**EXERCISE DATA**
=== Begin Enclosure ===

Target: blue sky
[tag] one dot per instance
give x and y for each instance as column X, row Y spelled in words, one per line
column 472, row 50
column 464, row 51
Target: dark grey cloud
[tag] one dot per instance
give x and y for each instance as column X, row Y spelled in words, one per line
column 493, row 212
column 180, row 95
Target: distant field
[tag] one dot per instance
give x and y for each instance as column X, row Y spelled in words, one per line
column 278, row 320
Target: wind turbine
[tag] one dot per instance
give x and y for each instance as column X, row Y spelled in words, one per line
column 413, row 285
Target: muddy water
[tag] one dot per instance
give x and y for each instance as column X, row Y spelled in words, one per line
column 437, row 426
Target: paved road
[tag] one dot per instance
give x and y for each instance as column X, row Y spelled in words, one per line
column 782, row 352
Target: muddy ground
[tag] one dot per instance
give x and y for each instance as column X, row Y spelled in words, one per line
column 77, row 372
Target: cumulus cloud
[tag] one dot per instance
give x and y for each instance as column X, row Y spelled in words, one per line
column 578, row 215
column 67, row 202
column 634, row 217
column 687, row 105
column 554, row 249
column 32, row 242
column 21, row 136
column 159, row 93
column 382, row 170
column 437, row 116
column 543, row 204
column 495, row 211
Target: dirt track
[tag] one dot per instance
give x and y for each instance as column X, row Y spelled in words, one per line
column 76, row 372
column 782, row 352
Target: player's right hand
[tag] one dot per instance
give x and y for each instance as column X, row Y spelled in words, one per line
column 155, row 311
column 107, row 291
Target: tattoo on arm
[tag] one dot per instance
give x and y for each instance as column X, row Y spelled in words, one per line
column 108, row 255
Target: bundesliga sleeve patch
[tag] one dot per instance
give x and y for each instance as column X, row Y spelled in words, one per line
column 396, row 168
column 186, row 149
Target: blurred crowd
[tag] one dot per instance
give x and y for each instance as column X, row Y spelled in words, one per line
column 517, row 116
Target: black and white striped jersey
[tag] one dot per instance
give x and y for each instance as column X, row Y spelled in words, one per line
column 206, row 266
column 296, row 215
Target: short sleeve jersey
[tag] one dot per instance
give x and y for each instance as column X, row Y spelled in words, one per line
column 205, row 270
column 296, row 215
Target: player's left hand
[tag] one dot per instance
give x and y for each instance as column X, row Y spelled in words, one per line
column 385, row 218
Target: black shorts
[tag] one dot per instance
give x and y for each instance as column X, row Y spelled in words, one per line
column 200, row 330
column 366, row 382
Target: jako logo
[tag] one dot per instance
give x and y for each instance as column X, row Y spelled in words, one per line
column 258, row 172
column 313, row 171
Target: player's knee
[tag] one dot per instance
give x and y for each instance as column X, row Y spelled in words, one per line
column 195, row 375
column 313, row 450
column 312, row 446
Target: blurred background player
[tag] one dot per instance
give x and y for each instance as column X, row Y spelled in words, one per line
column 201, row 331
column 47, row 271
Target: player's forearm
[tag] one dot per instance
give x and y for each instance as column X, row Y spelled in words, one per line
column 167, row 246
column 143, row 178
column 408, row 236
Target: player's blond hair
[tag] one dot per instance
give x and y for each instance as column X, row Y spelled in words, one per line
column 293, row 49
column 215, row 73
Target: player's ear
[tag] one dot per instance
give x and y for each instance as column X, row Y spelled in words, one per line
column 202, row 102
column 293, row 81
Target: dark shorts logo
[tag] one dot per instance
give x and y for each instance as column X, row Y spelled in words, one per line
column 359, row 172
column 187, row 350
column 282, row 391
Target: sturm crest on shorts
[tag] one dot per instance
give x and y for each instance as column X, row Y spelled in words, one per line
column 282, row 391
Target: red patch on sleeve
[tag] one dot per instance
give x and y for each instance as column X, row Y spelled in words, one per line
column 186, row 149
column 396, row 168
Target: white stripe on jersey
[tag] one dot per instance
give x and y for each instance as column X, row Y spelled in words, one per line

=== End Enclosure ===

**EXERCISE OBJECTIVE**
Each record above must be output without any alteration.

**WORKED SOLUTION**
Target: blue sky
[tag] one dot per instance
give x and y for each instance as column X, row Y spelled in words, one per line
column 472, row 50
column 464, row 51
Target: dark grey cloud
[tag] one dot per instance
give x and y for each instance as column X, row Y spelled in words, one per line
column 493, row 212
column 180, row 95
Target: distant field
[tag] one dot per instance
give x and y for each instance as column X, row Y spelled in words, one per line
column 278, row 320
Target: wind turbine
[tag] one dot per instance
give x and y for each instance as column X, row Y spelled in words, one per line
column 413, row 285
Target: muddy water
[tag] one dot per instance
give x and y for each instance as column X, row Y spelled in words, one per line
column 437, row 426
Target: paved road
[tag] one dot per instance
give x and y for each instance as column X, row Y spelled in words, one per line
column 782, row 352
Target: muddy ground
[tag] one dot per instance
give x and y for each instance as column X, row Y spelled in words, one per line
column 77, row 372
Target: cumulus cloud
[tag] one dot per instance
give x and y for each instance as column X, row Y spelled in words, one per line
column 578, row 215
column 67, row 202
column 634, row 217
column 687, row 105
column 554, row 249
column 32, row 242
column 21, row 136
column 159, row 93
column 382, row 170
column 437, row 116
column 543, row 204
column 495, row 211
Target: dirt track
[tag] one dot per instance
give x and y for each instance as column X, row Y spelled in words, one per line
column 76, row 372
column 782, row 352
Target: player's right hand
[tag] one dot per instance
give x and y for each instance as column X, row Y spelled in words, one per line
column 155, row 311
column 107, row 291
Target: tattoo on arm
[tag] one dot per instance
give x and y for each instance as column X, row Y spelled in words, one per line
column 108, row 255
Target: bundesliga sleeve patch
[tag] one dot per instance
give x and y for each instance as column X, row Y spelled in words, one per line
column 396, row 168
column 186, row 149
Target: blurred crowd
[tag] one dot per instance
give x and y for each instance as column X, row Y spelled in words, one per line
column 517, row 116
Target: black and white striped jersey
[tag] one dot per instance
give x and y for each instance as column X, row Y spelled in words, one per line
column 206, row 266
column 296, row 215
Target: short sleeve jersey
[tag] one dot per instance
give x and y for each instance as column X, row Y spelled in words, one per line
column 205, row 270
column 296, row 215
Target: player's left hand
[tag] one dot per instance
give x and y for each instance as column X, row Y spelled in words, one per line
column 385, row 218
Target: black shorts
[tag] one dot per instance
give x and y for each instance as column X, row Y spelled in words, one per line
column 200, row 330
column 366, row 382
Target: jako logo
[tag] one dot per instance
give x and y for each instance as column X, row Y spelled in words, one per line
column 258, row 172
column 313, row 171
Target: player's knee
[tag] one dot per instance
give x and y for each instance as column X, row Y spelled in words, one per line
column 195, row 375
column 313, row 450
column 312, row 446
Target: blurred background player
[tag] one dot per instance
give x and y for each instance as column X, row Y spelled in words, one per line
column 201, row 331
column 47, row 271
Target: player's forearm
[tag] one dot per instance
give x and y for each instance as column X, row Y spelled in words, one per line
column 167, row 246
column 143, row 178
column 408, row 236
Target: player's blond hair
[tag] one dot per instance
give x and y for each instance as column X, row Y spelled in words, one per line
column 293, row 49
column 215, row 73
Target: player's ear
[tag] one dot per instance
give x and y for each instance as column X, row Y spelled in words, one per line
column 202, row 102
column 293, row 81
Target: dark shorts logo
[tag] one dot per instance
give x and y for each instance as column X, row Y spelled in words, one per line
column 359, row 172
column 187, row 350
column 282, row 391
Target: sturm crest on shorts
[tag] one dot per instance
give x and y for each instance as column X, row Y spelled in words, one per line
column 282, row 391
Target: red patch on sleeve
[tag] one dot per instance
give x and y for each instance as column X, row Y spelled in words, one per line
column 186, row 149
column 396, row 168
Target: white stripe on jersey
[tag] one dot per instance
give x and y for each instance as column X, row Y spelled in words, one per line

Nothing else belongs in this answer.